__WHAT YOU WILL DO__.
The whole of the data is to be returned without a single change.

__RECORDS SHOWN__.
•••••
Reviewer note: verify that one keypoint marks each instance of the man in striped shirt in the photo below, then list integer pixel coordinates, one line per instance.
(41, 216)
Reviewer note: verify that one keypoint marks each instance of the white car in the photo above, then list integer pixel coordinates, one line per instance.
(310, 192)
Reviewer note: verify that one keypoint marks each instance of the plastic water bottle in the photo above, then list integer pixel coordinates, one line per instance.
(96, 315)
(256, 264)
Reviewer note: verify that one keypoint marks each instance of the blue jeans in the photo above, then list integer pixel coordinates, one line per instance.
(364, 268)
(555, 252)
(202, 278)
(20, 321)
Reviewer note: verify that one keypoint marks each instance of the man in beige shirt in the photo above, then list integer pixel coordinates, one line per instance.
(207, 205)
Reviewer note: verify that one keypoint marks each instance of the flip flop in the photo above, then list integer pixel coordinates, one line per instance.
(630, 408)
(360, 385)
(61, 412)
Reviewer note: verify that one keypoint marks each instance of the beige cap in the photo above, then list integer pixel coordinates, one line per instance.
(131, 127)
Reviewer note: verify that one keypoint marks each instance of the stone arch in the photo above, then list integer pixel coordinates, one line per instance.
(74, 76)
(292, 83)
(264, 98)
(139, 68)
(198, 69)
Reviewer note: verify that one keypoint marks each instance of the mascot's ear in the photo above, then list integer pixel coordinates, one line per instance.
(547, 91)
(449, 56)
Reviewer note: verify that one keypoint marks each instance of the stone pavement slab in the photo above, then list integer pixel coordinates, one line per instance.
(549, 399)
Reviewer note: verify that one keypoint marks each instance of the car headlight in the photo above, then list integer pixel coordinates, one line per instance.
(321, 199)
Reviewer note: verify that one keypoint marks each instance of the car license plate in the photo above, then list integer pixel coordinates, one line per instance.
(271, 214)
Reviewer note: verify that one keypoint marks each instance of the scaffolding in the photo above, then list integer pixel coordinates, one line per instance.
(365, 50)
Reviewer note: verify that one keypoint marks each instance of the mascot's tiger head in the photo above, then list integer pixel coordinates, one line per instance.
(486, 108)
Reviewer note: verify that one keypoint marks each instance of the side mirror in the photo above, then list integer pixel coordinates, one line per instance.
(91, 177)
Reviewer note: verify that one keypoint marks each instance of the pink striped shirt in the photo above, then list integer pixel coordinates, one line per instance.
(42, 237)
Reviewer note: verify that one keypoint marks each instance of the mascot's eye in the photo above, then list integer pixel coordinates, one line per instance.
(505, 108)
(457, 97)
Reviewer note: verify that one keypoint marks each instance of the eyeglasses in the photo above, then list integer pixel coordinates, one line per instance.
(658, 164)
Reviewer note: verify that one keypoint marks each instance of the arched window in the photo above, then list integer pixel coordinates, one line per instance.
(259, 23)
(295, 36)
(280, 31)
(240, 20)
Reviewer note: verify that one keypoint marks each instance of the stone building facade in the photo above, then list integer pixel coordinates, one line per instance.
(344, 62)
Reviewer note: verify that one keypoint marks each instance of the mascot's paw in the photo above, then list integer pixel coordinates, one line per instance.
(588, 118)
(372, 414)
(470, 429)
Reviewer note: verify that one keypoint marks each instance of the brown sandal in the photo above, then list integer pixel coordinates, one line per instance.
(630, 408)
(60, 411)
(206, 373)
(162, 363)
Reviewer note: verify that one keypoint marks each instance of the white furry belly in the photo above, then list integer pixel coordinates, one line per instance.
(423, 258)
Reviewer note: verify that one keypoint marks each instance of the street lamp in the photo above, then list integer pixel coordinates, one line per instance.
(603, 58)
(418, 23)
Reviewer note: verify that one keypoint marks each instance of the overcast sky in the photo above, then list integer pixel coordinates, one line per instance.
•••••
__SOLUTION TO THE EXERCISE__.
Reviewer note: verify that one keypoint marks each instance of the man in striped shirt in the photo below, then list integer pixel coordinates, one line per instance.
(41, 216)
Reviewer note: verify that one keypoint marks each instance of the white car in the photo above, then list integer pixel coordinates, one line per instance.
(310, 192)
Reviewer note: verify that one keypoint marks each instance of the plastic water bottle in the photo above, then list integer pixel coordinates, one line per instance.
(96, 315)
(256, 264)
Reviewer note: verify that one keypoint marks each instance of the blue jeans in the photo above, then list integer pixel coordinates, one line per instance.
(364, 268)
(555, 252)
(202, 278)
(20, 321)
Reviewer note: verify that one keypoint marks each instance of the man in beige shirt in the photo above, then list integer pixel coordinates, one line per instance.
(207, 205)
Reviewer note: verify that one keypoint marks each instance of the flip flop in the photo above, then list integer pixel coordinates, one line per instance.
(630, 408)
(360, 385)
(61, 412)
Reviewer note: verify that one keypoint marks each instance of the beige cap in the photo above, then list integer pixel coordinates, one line per instance.
(131, 127)
Reviewer note: verify that one keypoint marks each instance of the stone arch in the photo above, then list integer pixel coordinates, one line per instance.
(74, 76)
(292, 83)
(264, 98)
(139, 68)
(198, 69)
Reviewer note: verify that one keypoint marks each instance of the mascot's ear in the photo above, then list integer pixel coordinates, one line per instance.
(547, 91)
(449, 56)
Reviewer note: verify that one keypoint marks each instance of the stone pavement slab in the photo above, then list integer pixel coordinates, one line per instance.
(549, 399)
Reviewer note: verify that one keypoint marks each instance of the car headlight in the photo above, then list integer pixel coordinates, one line per instance.
(321, 199)
Reviewer note: verify that one keypoint marks each instance of the car license plate in the photo above, then list integer pixel coordinates, one line per instance.
(271, 214)
Reviewer note: verify that one keypoint marks each instance of the scaffolding in the photo above, then list integer pixel coordinates, one line per instance.
(365, 50)
Reviewer note: verify that one keypoint marks each instance of the mascot's tiger head in the photo above, then list integer pixel coordinates, one line per instance.
(486, 108)
Reviewer note: verify that one keypoint marks each instance of the side mirror in the photo above, then list integer pixel coordinates, one line per instance.
(91, 177)
Reviewer note: verify that one keypoint marks each instance of the pink striped shirt in the photo above, then list integer pixel coordinates, one line per instance.
(42, 237)
Reviewer note: verify that one keypoint marks each instance of the mascot's eye in the photo above, then list integer pixel coordinates, one line per instance.
(505, 108)
(457, 97)
Reviewer note: verify that one keypoint marks each instance of the eyeglasses in the photo above, then list integer pixel coordinates, one line per instance.
(658, 164)
Reviewer note: verify that one keypoint marks each instance of the arched window in the photo above, then list integer pixel coordinates, one line per instance.
(259, 23)
(295, 36)
(280, 31)
(240, 20)
Reviewer note: verify that one keypoint marks each instance of the stone building facade in the photo above, then list integer pixel coordinates, one line per instance.
(344, 62)
Reviewer note: verify that one keypoint marks each instance of the mascot's paw in the photo above, then list integer pixel coordinates, one line per instance.
(588, 118)
(372, 414)
(470, 429)
Reviewer note: verify that one keypoint marks each instance of the brown sandal in the photo above, then list integer pixel coordinates, one line per instance.
(630, 408)
(60, 411)
(206, 373)
(162, 363)
Reviewer note: verify that one keypoint marks each instance of the white furry belly in the photo above, then list integer pixel coordinates, one line per instance.
(423, 258)
Reviewer note: verify that one keypoint marks each instance of the street lamp in the photo above, then list integer pixel coordinates, one line per instance.
(603, 58)
(418, 23)
Reviewer note: verify that one keypoint marks each instance of the overcast sky in the photo above, then list integer pixel coordinates, one line per instance.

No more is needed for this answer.